◆ **PROVIDED PASSAGE**
+ + +

Finding engaged time in Parse.ly’s dashboard
This provided a starting point for benchmarking engaged time, especially for my clients. Any Parse.ly user can easily find in their dashboard where their site, section or article falls on this curve. Teams can check to see if their stories and authors fall above or below the norm for their audience.
Understanding the context here is crucial though; not every article needs to outperform the average of the Entire Internet. There are better questions to ask. Where does your article fit in relation to what is expected for its section? How does that section perform in relation to the site as a whole?
Of course, there’s one more comparison that everyone wants to make: how does my site stack to the competition?
Analysis 2: How do we find the averaged engaged time for similar content?
This question helps you contextualize whether your work gets more attention than pieces that are similar to it and potentially predict how other topics, outside of your core competencies, might perform. For example, if you don’t normally write technology feature, it could help to understand the engaged time benchmark for tech publishing leaders. Here, we break down the analysis above further to understand how long a reader could be engaged on similar content.
Broken out by publisher type, it’s easy to see how nuanced attentiveness is across different types of content. I found it noteworthy that local news sites command more engagement than major news outlets, even with undoubtedly fewer resources.

+ + +

◆ **EXTRACTED RECORDS**
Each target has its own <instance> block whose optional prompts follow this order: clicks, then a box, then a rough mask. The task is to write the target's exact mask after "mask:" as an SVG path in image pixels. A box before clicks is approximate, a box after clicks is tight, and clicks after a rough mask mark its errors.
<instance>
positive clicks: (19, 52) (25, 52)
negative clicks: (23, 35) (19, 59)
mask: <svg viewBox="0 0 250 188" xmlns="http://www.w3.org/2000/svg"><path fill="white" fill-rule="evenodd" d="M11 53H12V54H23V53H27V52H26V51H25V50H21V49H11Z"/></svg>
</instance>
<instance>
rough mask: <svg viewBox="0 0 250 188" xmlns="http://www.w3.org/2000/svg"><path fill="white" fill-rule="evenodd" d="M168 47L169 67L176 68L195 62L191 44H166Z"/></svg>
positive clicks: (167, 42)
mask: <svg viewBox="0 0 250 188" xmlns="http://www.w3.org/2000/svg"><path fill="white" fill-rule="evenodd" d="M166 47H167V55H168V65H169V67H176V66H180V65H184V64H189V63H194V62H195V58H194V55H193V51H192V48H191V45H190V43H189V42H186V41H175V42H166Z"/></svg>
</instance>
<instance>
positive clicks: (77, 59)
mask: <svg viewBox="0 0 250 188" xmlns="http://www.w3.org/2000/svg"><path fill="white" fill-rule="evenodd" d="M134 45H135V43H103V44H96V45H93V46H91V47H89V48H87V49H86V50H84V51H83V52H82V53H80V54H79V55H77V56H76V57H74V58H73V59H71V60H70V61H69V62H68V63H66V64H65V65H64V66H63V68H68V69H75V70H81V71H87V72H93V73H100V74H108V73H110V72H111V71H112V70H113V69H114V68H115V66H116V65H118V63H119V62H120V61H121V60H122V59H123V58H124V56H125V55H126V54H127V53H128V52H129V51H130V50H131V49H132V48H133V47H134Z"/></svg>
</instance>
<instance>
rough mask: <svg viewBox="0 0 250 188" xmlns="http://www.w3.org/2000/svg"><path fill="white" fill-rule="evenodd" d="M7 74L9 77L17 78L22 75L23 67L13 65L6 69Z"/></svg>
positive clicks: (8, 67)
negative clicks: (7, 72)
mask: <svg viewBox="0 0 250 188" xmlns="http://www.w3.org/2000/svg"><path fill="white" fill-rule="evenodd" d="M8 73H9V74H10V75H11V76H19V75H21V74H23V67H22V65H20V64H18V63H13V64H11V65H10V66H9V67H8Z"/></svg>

+ + +

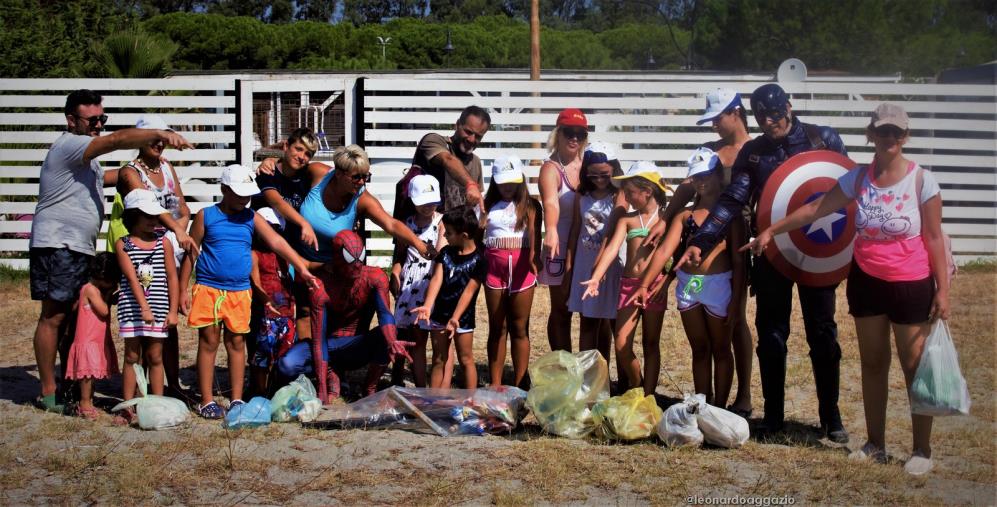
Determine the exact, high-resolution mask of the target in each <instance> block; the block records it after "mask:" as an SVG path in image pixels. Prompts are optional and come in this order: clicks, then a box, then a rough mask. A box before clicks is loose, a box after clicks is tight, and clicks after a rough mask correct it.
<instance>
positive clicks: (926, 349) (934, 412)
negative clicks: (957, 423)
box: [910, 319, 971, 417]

+ + +

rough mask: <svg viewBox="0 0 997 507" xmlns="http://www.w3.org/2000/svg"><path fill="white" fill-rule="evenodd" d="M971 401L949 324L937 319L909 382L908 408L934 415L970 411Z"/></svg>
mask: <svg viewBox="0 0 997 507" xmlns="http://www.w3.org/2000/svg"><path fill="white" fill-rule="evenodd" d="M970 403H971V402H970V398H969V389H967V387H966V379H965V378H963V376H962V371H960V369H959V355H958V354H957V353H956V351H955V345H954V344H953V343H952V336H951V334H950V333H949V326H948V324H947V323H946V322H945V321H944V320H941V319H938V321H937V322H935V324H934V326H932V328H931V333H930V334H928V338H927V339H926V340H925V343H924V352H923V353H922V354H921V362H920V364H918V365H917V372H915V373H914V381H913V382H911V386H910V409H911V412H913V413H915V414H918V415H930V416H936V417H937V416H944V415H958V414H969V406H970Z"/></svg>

+ + +

◆ **TASK DESCRIPTION**
Write out the whole passage on engaged time in Parse.ly's dashboard word for word.

◆ **EXERCISE SOLUTION**
Finding engaged time in Parse.ly’s dashboard
This provided a starting point for benchmarking engaged time, especially for my clients. Any Parse.ly user can easily find in their dashboard where their site, section or article falls on this curve. Teams can check to see if their stories and authors fall above or below the norm for their audience.
Understanding the context here is crucial though; not every article needs to outperform the average of the Entire Internet. There are better questions to ask. Where does your article fit in relation to what is expected for its section? How does that section perform in relation to the site as a whole?
Of course, there’s one more comparison that everyone wants to make: how does my site stack to the competition?
Analysis 2: How do we find the averaged engaged time for similar content?
This question helps you contextualize whether your work gets more attention than pieces that are similar to it and potentially predict how other topics, outside of your core competencies, might perform. For example, if you don’t normally write technology feature, it could help to understand the engaged time benchmark for tech publishing leaders. Here, we break down the analysis above further to understand how long a reader could be engaged on similar content.
Broken out by publisher type, it’s easy to see how nuanced attentiveness is across different types of content. I found it noteworthy that local news sites command more engagement than major news outlets, even with undoubtedly fewer resources.